§ Aim
Please rewrite every line of the records below as a JSON list of strings, one string per line, with blank lines and the pictures left out.

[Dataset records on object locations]
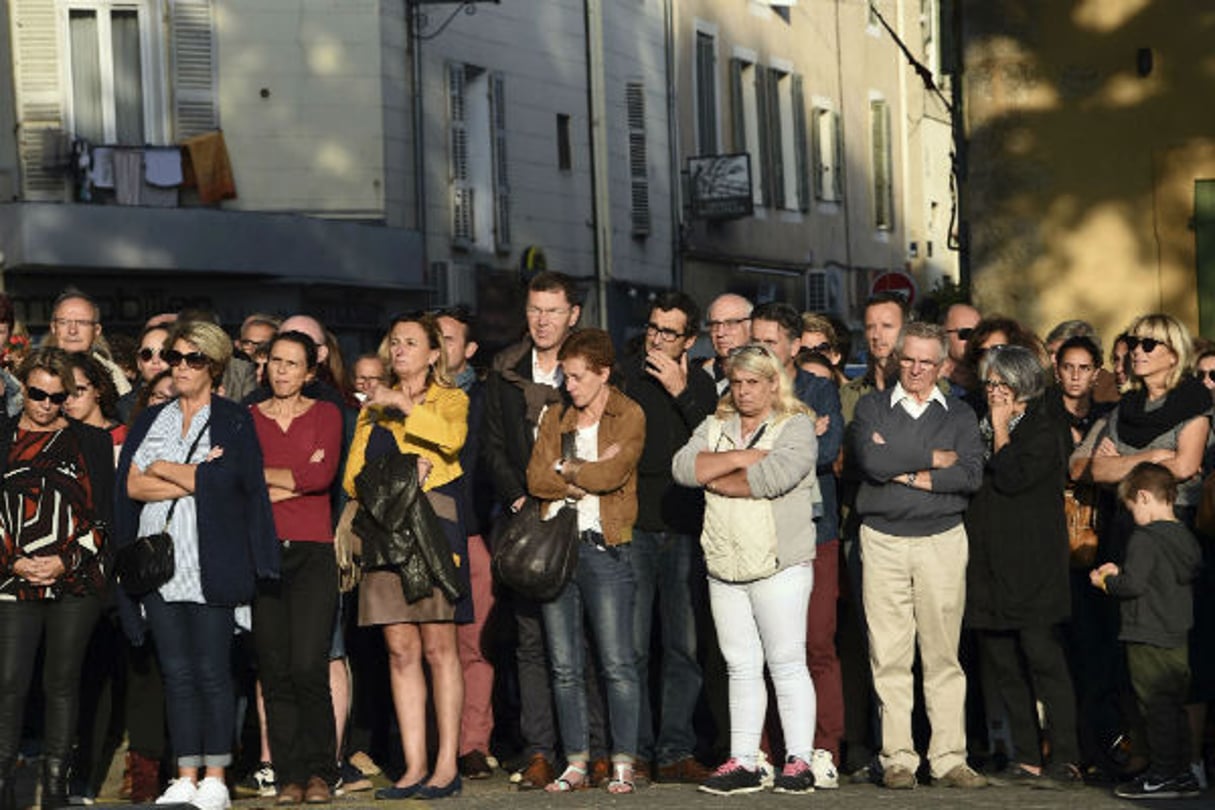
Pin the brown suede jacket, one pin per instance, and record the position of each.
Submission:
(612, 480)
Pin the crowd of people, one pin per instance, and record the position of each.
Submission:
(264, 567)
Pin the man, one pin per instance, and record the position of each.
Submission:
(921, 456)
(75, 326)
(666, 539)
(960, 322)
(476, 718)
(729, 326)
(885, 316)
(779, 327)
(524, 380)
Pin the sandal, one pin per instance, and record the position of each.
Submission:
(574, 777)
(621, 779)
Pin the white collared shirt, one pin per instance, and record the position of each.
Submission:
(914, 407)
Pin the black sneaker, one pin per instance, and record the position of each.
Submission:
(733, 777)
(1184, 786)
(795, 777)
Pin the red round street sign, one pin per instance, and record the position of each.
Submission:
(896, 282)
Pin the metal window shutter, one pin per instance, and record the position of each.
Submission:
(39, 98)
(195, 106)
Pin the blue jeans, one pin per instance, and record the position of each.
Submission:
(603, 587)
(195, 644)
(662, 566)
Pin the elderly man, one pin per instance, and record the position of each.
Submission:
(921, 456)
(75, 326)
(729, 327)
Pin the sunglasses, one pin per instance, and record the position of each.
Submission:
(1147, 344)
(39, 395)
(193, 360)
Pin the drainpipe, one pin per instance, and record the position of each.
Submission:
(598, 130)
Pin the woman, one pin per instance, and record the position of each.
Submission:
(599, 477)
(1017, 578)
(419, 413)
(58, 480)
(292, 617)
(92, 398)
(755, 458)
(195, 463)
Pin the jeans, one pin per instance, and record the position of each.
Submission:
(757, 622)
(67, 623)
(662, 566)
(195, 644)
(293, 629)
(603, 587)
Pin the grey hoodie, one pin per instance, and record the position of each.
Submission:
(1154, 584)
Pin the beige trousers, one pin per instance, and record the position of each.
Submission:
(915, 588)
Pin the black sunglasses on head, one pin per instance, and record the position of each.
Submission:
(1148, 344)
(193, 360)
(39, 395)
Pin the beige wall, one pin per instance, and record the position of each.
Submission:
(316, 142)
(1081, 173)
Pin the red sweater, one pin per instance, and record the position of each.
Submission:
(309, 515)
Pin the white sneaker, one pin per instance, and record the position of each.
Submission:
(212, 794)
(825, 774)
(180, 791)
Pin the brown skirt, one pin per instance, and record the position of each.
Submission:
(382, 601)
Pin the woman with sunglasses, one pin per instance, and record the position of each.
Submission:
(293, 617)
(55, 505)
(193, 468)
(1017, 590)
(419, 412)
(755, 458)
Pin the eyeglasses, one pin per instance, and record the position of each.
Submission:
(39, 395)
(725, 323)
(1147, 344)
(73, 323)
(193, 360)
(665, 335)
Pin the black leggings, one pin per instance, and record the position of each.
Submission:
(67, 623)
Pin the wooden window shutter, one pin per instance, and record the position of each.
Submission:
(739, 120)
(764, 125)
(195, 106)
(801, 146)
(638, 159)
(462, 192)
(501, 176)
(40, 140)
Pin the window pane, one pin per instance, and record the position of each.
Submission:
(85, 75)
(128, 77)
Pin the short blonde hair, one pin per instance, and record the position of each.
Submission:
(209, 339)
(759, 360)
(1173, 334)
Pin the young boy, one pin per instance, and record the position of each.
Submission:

§ Solved exercise
[
  "Pin the brown suede jacket, one pin per instance, and record the position of each.",
  "Submission:",
  "(612, 480)",
  "Pin the crowd of people, one pin per instance, and record the position of each.",
  "Submission:",
  "(264, 567)",
  "Pin the man, one pin per instance, and record the position of each.",
  "Submission:",
  "(921, 456)",
  "(75, 326)",
  "(666, 539)",
  "(960, 322)",
  "(476, 718)",
  "(729, 326)",
  "(885, 316)",
  "(779, 327)",
  "(524, 380)",
  "Pin the sandal, one pin per instance, and record the position of each.",
  "Submission:",
  "(574, 777)",
  "(621, 779)",
  "Pin the white collared shirt, one pin per instance, and record the position of each.",
  "Submission:",
  "(914, 407)",
  "Pin the black sneaker, one pin per instance, and record the position of each.",
  "Submission:",
  "(733, 777)",
  "(1184, 786)",
  "(795, 777)",
  "Pin the red round street sign, one pin per instance, and record the position of each.",
  "Submission:",
  "(896, 282)",
  "Pin the metal window shutter, one pin per instance, and record the position of each.",
  "Submission:",
  "(39, 98)",
  "(195, 106)",
  "Pin the blue jeans, one pin per instance, and record the position of each.",
  "Submission:",
  "(603, 587)",
  "(195, 644)",
  "(662, 566)",
  "Pin the elderly man, one pin per instance, and record the position of each.",
  "Submission:",
  "(921, 456)",
  "(75, 326)",
  "(729, 327)",
  "Pin the sunglasses, one pin per instance, and record the position of each.",
  "Submission:",
  "(1147, 344)",
  "(39, 395)",
  "(193, 360)",
  "Pin the drainpipe, one pin per instance, and record the position of each.",
  "Submission:",
  "(598, 130)",
  "Pin the woman, one pin per instance, and record the position of each.",
  "Submission:",
  "(599, 477)",
  "(1017, 578)",
  "(419, 413)",
  "(58, 480)",
  "(292, 617)",
  "(92, 398)",
  "(755, 458)",
  "(195, 463)",
  "Pin the jeans, one pin per instance, and record the position of each.",
  "Submission:",
  "(757, 622)",
  "(67, 623)",
  "(662, 566)",
  "(195, 644)",
  "(293, 629)",
  "(603, 587)",
  "Pin the grey hoodie, one pin per instance, and record the position of each.",
  "Submission:",
  "(1154, 584)",
  "Pin the beige trousers, one pin per instance, and record the position of each.",
  "Submission:",
  "(915, 588)",
  "Pin the black sunglasses on head, one pin per instance, and record the position of each.",
  "Submission:",
  "(1148, 344)",
  "(193, 360)",
  "(39, 395)",
  "Pin the beige wall, one pin per instance, and record the position of each.",
  "Submission:",
  "(316, 142)",
  "(1081, 173)",
  "Pin the red sweater, one pin per instance, and record the position of each.",
  "Submission:",
  "(309, 515)",
  "Pin the white sneaker, one pin per instance, and record the position of each.",
  "Submission:",
  "(212, 794)",
  "(825, 774)",
  "(180, 791)",
  "Pin the brown skirt, one pin per instance, and record the position of each.",
  "Submission:",
  "(382, 601)",
  "Pin the woman with sunglasses, one pin per instance, and record the position of each.",
  "Submission:",
  "(293, 617)",
  "(55, 505)",
  "(193, 468)",
  "(1017, 590)",
  "(419, 412)",
  "(755, 458)",
  "Pin the eyeglasses, one pin per instance, and record the position of each.",
  "Submission:",
  "(39, 395)",
  "(725, 323)",
  "(1147, 344)",
  "(73, 323)",
  "(193, 360)",
  "(665, 335)",
  "Pin the black leggings, one pin per instance, and record the position of each.",
  "Submission:",
  "(67, 623)",
  "Pin the wooden window shutter, one pin per instance, and record the position of each.",
  "Submission:",
  "(739, 120)",
  "(764, 125)",
  "(195, 106)",
  "(801, 146)",
  "(638, 159)",
  "(462, 192)",
  "(501, 176)",
  "(40, 140)",
  "Pin the window pane, one pin per instance, and record the position of each.",
  "Submission:",
  "(85, 75)",
  "(128, 77)",
  "Pin the short blonde hair, one pin per instance, and record the position of each.",
  "Submission:",
  "(209, 339)",
  "(759, 360)",
  "(1173, 334)",
  "Pin the young boy, one pin per instance, and record the position of each.",
  "Submission:"
]